▸ Brief:
Rename "suit lapel" to "jacket lapel" in the records from the line with "Your task is to find every instance of window with" up to and including the line with "[188,108,206,179]", and reproduce only those lines with all else unchanged.

▸ Material for this task:
--------

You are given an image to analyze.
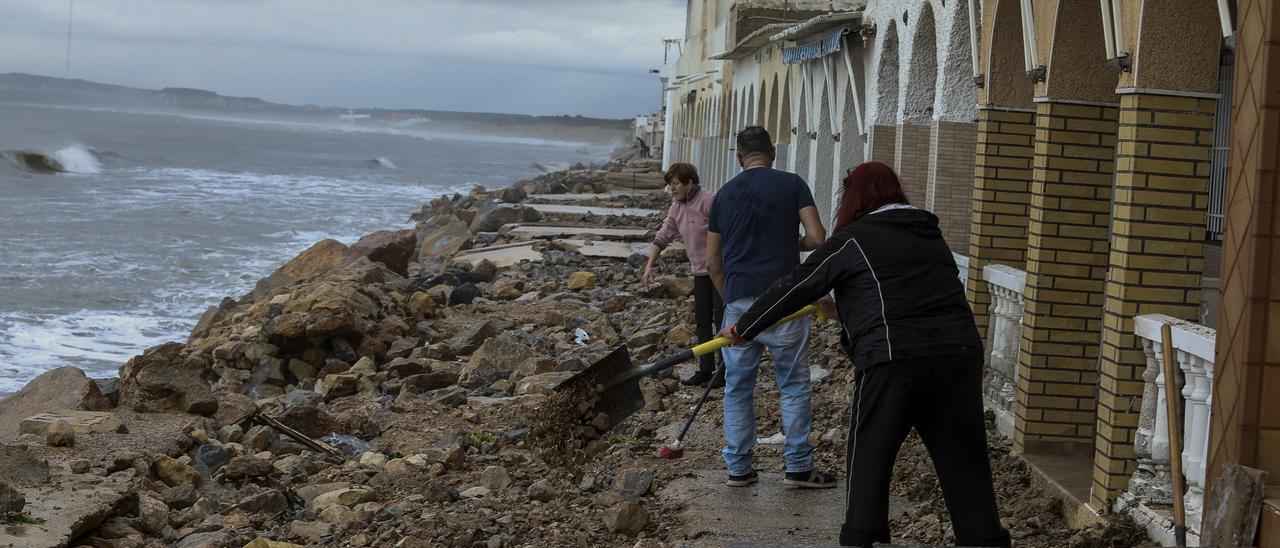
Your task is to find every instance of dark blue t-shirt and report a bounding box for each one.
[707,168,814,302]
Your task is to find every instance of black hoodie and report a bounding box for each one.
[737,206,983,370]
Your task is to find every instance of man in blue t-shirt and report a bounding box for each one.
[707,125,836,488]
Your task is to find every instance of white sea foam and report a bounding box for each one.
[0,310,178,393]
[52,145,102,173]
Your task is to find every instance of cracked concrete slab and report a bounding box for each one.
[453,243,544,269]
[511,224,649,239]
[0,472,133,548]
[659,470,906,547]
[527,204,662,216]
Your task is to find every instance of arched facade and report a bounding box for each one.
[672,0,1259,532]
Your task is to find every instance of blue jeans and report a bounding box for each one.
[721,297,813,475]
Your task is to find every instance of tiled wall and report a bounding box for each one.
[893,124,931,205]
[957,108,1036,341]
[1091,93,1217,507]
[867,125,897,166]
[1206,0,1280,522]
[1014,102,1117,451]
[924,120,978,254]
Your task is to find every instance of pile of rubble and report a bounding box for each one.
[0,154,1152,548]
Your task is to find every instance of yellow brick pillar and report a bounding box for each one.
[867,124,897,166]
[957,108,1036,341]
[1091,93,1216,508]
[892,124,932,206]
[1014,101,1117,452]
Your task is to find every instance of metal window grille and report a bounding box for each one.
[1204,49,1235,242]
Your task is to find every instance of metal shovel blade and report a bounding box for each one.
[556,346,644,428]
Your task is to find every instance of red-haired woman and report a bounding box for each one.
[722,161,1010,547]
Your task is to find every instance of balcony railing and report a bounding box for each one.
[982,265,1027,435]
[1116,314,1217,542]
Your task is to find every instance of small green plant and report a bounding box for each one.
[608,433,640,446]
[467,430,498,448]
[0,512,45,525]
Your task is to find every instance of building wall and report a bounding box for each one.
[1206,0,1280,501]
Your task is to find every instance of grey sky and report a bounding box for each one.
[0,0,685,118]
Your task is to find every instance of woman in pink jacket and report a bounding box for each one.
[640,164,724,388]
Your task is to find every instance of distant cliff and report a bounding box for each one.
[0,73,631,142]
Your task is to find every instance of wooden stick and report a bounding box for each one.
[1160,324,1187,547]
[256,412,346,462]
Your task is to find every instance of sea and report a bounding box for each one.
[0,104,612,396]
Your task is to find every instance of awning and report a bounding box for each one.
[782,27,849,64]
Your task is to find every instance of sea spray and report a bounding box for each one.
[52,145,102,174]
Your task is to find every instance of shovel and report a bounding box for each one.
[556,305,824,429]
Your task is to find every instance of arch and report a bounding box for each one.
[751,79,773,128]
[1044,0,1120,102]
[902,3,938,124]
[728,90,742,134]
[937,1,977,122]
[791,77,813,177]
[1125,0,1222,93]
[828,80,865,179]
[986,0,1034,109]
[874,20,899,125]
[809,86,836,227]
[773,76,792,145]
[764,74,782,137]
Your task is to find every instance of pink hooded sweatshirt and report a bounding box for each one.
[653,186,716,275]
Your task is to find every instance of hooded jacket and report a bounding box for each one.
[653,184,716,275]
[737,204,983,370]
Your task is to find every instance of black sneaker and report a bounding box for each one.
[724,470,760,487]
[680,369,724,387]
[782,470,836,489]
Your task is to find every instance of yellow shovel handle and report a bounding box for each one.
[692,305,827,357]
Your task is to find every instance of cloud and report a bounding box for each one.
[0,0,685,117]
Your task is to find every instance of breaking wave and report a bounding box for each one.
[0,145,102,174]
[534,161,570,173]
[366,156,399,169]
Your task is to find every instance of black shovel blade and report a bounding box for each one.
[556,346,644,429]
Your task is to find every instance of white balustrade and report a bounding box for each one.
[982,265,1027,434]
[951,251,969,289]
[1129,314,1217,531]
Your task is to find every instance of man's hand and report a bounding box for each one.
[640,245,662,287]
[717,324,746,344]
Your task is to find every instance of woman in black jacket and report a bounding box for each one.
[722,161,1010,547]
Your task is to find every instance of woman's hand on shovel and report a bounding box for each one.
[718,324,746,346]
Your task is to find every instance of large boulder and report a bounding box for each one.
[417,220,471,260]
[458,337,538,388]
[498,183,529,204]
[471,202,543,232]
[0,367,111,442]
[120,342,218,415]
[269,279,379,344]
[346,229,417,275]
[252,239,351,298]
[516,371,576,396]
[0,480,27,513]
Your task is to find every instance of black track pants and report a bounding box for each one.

--------

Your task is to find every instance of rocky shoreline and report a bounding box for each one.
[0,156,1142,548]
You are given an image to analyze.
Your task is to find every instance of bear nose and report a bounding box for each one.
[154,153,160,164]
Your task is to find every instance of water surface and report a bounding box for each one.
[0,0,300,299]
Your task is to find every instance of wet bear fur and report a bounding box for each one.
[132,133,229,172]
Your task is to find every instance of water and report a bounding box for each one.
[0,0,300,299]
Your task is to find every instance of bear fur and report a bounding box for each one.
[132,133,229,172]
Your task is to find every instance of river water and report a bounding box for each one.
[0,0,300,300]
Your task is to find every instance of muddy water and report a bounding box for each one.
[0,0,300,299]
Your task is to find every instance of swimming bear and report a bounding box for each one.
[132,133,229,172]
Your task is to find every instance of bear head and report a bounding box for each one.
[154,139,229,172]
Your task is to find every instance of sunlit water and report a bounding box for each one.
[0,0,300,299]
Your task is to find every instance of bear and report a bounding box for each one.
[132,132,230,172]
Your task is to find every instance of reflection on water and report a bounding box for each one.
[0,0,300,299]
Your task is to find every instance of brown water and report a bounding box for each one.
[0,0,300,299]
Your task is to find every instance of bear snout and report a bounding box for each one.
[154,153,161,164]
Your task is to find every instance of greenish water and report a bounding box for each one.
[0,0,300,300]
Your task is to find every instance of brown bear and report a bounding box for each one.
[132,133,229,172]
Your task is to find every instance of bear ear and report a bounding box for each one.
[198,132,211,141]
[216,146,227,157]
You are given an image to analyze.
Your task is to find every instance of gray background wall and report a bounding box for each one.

--------

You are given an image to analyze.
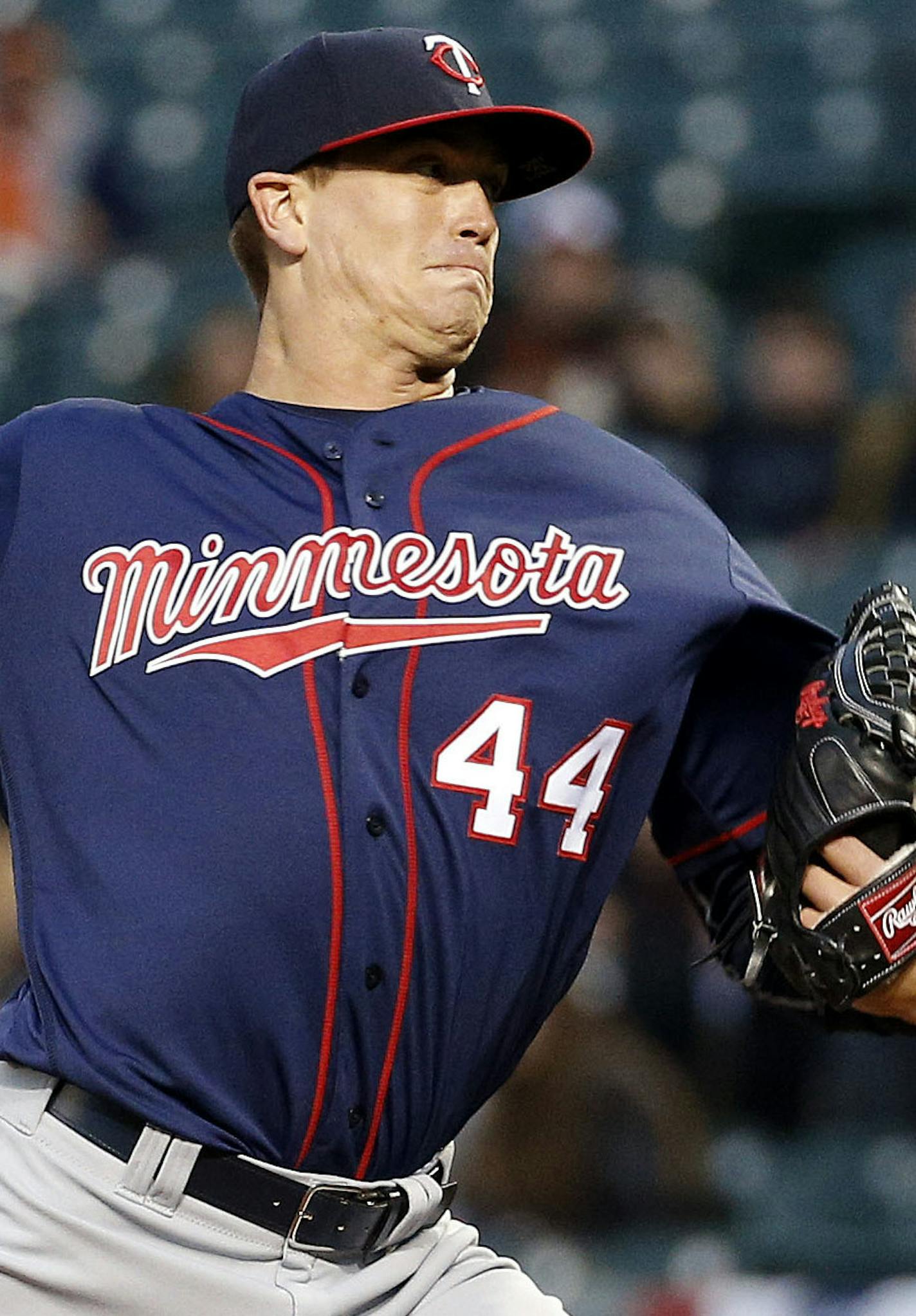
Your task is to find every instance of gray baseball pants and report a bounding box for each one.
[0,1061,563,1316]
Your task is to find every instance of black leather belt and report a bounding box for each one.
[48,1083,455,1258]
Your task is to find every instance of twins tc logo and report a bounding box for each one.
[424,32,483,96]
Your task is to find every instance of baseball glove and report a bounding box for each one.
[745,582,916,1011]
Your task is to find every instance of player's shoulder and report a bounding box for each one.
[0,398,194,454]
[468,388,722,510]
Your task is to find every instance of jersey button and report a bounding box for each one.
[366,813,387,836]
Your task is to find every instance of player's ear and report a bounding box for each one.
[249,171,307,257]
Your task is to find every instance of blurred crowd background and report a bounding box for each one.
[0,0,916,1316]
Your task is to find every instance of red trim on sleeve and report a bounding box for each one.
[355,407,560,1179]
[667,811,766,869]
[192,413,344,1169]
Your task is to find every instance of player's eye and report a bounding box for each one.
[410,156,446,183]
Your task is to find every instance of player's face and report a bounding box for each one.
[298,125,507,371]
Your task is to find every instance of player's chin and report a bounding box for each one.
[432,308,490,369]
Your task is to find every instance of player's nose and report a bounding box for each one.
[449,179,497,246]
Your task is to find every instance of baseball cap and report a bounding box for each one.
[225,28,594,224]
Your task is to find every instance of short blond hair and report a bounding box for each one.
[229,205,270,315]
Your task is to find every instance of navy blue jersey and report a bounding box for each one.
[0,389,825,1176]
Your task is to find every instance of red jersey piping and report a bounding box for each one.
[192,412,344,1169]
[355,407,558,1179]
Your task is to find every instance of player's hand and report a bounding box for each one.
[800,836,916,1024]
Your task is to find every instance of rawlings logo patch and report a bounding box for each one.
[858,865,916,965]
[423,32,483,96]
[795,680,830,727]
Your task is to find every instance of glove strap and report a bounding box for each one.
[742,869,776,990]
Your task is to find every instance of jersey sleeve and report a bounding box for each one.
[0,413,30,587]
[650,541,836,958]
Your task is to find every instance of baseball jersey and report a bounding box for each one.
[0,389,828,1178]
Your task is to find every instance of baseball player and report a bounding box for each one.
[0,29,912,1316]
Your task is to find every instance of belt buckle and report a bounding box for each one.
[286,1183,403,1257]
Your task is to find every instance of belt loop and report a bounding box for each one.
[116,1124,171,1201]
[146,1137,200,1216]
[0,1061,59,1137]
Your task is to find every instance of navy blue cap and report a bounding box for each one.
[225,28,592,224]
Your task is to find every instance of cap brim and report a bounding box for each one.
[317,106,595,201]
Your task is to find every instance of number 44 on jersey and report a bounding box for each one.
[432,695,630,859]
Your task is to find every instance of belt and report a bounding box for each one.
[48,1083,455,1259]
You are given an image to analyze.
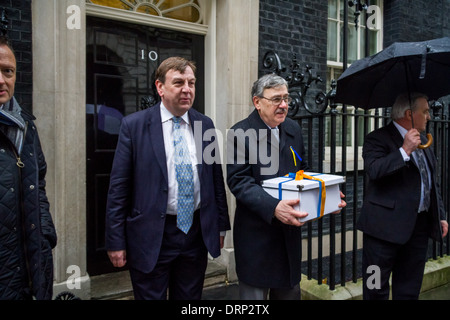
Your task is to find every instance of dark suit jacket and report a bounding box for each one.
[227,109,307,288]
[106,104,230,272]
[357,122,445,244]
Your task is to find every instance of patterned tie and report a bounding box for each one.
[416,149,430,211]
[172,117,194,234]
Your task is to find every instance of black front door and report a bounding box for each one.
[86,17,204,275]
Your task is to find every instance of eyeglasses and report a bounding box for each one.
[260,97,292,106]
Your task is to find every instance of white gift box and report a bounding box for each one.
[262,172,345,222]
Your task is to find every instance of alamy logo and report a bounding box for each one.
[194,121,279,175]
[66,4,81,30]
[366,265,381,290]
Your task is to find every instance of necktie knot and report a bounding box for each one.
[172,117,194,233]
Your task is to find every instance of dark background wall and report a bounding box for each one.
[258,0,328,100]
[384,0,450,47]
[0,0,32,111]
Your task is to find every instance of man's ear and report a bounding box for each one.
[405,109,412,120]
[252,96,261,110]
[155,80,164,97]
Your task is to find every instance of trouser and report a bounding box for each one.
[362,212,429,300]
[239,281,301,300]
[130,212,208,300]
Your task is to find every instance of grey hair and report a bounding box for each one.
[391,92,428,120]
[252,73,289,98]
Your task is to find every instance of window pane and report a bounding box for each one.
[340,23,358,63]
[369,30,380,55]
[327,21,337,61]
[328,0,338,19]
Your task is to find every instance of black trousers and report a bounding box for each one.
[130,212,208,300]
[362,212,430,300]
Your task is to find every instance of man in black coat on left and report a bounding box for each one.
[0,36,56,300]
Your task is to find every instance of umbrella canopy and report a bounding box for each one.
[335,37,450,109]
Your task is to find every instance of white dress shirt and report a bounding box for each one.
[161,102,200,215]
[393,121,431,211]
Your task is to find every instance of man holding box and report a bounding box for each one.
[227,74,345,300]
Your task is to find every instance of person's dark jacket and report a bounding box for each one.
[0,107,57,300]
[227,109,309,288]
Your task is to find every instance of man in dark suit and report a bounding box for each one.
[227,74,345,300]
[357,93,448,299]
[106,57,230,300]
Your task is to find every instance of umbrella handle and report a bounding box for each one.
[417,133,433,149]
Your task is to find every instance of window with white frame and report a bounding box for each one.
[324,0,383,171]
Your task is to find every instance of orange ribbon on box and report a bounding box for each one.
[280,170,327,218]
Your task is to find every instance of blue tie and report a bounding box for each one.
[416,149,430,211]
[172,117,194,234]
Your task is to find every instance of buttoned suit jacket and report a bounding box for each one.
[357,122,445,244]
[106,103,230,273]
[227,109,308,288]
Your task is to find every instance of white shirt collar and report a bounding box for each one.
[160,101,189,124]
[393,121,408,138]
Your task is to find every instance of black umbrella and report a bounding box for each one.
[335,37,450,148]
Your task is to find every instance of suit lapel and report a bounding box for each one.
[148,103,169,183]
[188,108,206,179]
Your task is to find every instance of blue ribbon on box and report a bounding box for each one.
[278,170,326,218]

--------

▸ Exercise result:
Your task is to find every instance of window with white frame and report a bounding box for each one.
[324,0,383,171]
Your task is to find every instance of orange ribbon on box and report a bounding box for each one.
[280,170,327,218]
Your task is to find every instance of blue tie and report a bounding box for each one.
[416,149,430,211]
[172,117,194,234]
Your task is to find every instance of buttoned suit jacket and report a bounding box for each one.
[357,122,445,244]
[106,103,230,273]
[227,109,308,288]
Your task is to find every instance of white shirt collar and report a bounding box for each one.
[160,101,189,124]
[393,121,408,138]
Your task is to find every instance of black umbrella and report a bounding box for each one.
[335,37,450,148]
Your task is to find every instance of jacket lapel and report a bounding box for each one.
[148,103,169,183]
[188,108,206,179]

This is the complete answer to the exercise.